| What the exercise asks |
Omit any picture, and return the remaining data exactly as written.

====== Exercise inputs

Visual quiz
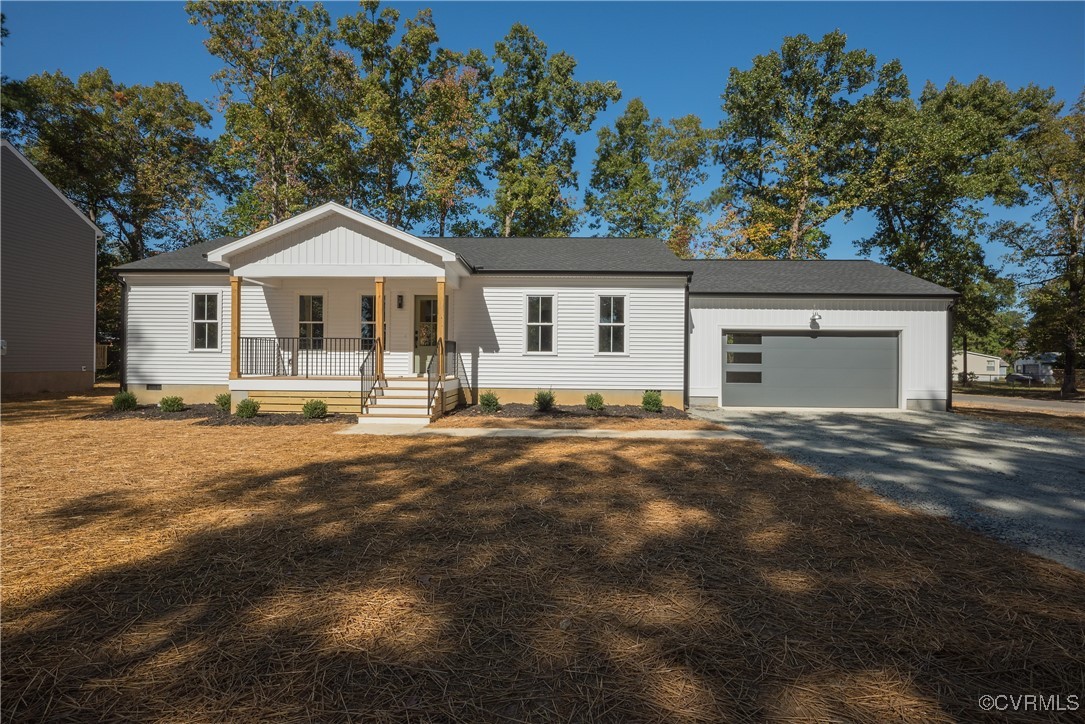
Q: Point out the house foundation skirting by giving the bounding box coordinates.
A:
[128,382,230,405]
[468,385,684,409]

============

| Answer to this task |
Visual quiz
Q: Point out the house foundation skirting by giving the bounding box coordinates.
A:
[128,382,230,405]
[468,385,684,409]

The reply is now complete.